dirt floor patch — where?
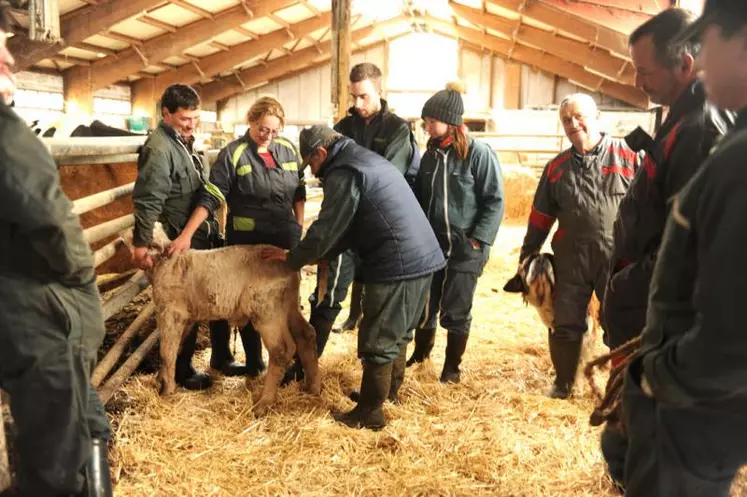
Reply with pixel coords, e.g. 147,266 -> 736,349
103,226 -> 747,497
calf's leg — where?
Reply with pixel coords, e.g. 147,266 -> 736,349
288,309 -> 322,395
254,320 -> 296,416
157,308 -> 191,397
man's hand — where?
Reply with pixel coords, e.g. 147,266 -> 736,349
260,247 -> 288,262
166,232 -> 192,257
132,247 -> 153,270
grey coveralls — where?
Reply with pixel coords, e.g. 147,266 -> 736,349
0,102 -> 110,497
519,134 -> 639,341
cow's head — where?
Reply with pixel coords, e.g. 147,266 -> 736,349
503,253 -> 555,305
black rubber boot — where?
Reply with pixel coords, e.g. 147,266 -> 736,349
175,325 -> 213,390
332,362 -> 392,431
348,344 -> 407,404
407,328 -> 436,368
81,438 -> 113,497
440,331 -> 469,383
210,321 -> 246,376
547,334 -> 582,399
332,281 -> 363,333
239,324 -> 267,378
280,308 -> 340,386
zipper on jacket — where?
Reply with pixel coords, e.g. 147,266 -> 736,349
439,150 -> 452,257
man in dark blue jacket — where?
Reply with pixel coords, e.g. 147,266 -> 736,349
266,126 -> 445,430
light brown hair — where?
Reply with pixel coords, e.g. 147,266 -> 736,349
246,97 -> 285,127
447,124 -> 469,160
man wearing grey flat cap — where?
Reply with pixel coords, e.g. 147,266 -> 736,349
264,126 -> 445,430
623,0 -> 747,497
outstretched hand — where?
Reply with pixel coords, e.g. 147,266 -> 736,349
260,247 -> 288,262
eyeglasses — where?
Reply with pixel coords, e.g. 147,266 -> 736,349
257,126 -> 283,138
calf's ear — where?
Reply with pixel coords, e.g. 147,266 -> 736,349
503,273 -> 524,293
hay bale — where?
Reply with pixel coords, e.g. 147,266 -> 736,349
501,165 -> 539,223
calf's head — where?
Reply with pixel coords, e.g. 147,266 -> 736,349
503,253 -> 555,307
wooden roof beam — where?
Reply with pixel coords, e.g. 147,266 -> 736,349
135,13 -> 330,99
168,0 -> 213,19
73,41 -> 119,57
199,17 -> 409,102
428,18 -> 648,109
486,0 -> 628,57
67,0 -> 296,96
451,1 -> 635,85
137,15 -> 177,33
8,0 -> 165,71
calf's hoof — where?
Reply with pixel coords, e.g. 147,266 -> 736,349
332,406 -> 386,431
176,371 -> 213,390
253,399 -> 271,418
210,361 -> 247,376
158,381 -> 176,397
546,385 -> 571,400
303,376 -> 322,395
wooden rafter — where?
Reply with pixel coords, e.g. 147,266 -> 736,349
68,0 -> 297,98
8,0 -> 165,70
169,0 -> 213,19
233,26 -> 259,40
488,0 -> 628,57
100,31 -> 143,47
72,41 -> 118,57
199,17 -> 410,102
137,15 -> 177,33
131,12 -> 330,99
451,2 -> 635,85
427,18 -> 648,109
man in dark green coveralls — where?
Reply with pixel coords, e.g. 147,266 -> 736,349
283,62 -> 420,383
0,7 -> 112,497
622,0 -> 747,497
132,84 -> 246,390
265,126 -> 445,430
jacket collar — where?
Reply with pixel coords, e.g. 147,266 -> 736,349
658,78 -> 706,136
316,136 -> 353,178
734,108 -> 747,129
158,121 -> 195,151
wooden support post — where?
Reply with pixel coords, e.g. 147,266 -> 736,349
331,0 -> 351,121
503,60 -> 521,109
101,271 -> 150,321
0,392 -> 10,492
98,330 -> 161,405
91,302 -> 155,387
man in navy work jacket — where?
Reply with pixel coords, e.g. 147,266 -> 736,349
265,126 -> 445,430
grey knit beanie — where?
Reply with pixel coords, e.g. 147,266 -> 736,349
420,81 -> 464,126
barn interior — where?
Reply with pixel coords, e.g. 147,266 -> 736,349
0,0 -> 747,497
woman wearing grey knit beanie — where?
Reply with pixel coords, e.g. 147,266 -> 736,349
407,82 -> 504,383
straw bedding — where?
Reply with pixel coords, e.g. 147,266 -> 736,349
109,203 -> 747,497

┄┄┄┄┄┄

• **GIVEN TASK**: Collect each line of the records that contains the word "dark", copying the lines in the order they appear.

• **ANSWER TO THIS TASK**:
man in dark blue jacket — where?
man in dark green coveralls — where?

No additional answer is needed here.